- Texto proporcionado
Bajo aquel sistema de combate en campo abierto anterior a la Guerra del Peloponeso (431-404 a.C.), las luchas intestinas podían ser muy frecuentes entre las ciudades-Estado griegas, pero sus gastos de defensa seguían siendo escasos. Las armas eran iguales, casi uniformes, en todos los bandos, y por tanto reciclables, además de duraderas y reparables. No existía un reducido cuerpo de oficiales. En una batalla campal, las víctimas mortales se situaban en torno al 10 por 100 de los respectivos ejércitos, pues las persecuciones a gran distancia eran impracticables y se solían evitar. La instrucción militar y el tiempo dedicado a las campañas eran igualmente desdeñables. La soldada, los asedios prolongados y las amplias fortificaciones característicos de la guerra griega más tardía eran todavía fenómenos esporádicos.
Los historiadores parecen a veces reacios a tener en cuenta la naturaleza deliberadamente agraria de aquella forma de combate: el grado asombroso en que el protocolo del cultivo y la sociología rural de la polis definía la práctica de la guerra en todo el abigarrado paisaje de las nacientes comunidades griegas. No obstante, los propios griegos reforzaron continuamente esas prácticas mediante su literatura, su filosofía, su cerámica pintada, su escultura y sus celebraciones públicas, que insistían de manera incesante en la bravura y cohesión de los hoplitas, glorificando sus armas y armaduras y exaltando su sacrificio final en la batalla ante los ojos de amigos y familiares, quitando siempre importancia, de manera implícita, a quienes luchaban con armas de tiro, a la infantería ligera e, incluso, a los caballeros, más adinerados que ellos.

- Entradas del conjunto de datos
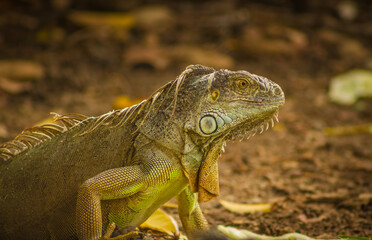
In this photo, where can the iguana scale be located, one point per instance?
(74, 179)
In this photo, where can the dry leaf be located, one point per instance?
(162, 222)
(21, 70)
(13, 87)
(242, 208)
(94, 19)
(348, 130)
(234, 233)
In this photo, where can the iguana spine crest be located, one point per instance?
(35, 136)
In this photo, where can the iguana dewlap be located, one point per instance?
(71, 180)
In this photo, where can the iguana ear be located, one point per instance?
(208, 184)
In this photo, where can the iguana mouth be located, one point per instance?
(245, 130)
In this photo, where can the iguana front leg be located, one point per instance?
(117, 183)
(190, 213)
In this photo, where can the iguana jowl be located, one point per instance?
(73, 179)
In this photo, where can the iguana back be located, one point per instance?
(74, 180)
(40, 184)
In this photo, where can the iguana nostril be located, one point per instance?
(277, 91)
(208, 124)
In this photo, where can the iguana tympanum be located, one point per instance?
(73, 179)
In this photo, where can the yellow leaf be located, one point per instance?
(124, 101)
(246, 208)
(49, 120)
(162, 222)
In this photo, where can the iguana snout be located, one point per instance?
(238, 103)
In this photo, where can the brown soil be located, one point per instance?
(322, 185)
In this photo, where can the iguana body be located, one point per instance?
(70, 181)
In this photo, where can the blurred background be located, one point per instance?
(90, 57)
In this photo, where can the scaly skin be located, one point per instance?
(73, 180)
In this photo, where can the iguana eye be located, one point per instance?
(242, 84)
(208, 124)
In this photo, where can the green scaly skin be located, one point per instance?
(74, 180)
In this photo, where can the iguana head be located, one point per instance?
(235, 103)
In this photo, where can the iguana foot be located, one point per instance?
(127, 233)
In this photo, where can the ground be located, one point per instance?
(321, 185)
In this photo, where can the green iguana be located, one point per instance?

- Preguntas por responder
A. Según el texto sobre la guerra hoplita griega, ¿en torno a qué proporción se situaban las víctimas mortales de una batalla campal?
B. Prosigue, por favor, el texto sobre la guerra hoplita griega a partir de su última oración.
Los registros provienen de otra fuente.

- Respuestas por número
A. En torno al 10 por 100 de los respectivos ejércitos.

B.
Estos guerreros no compartían necesariamente las concepciones de exclusivismo agrario peculiares de los hoplitas. No se sentían comprometidos, como lo estaba el hoplita, a preservar las estructuras de propiedad existentes, el control territorial por parte de los consejos y asambleas con derecho a voto y la dependencia de la producción local. En vez de luchar por todo ello, los pobres y las elites preferían las armas de tiro y los caballos, las emboscadas y las persecuciones, las escaramuzas y los asedios, en los cuales la proeza militar no se basaba de manera simplista en la exhibición de fuerza muscular y nervios de acero a lo largo de una hora.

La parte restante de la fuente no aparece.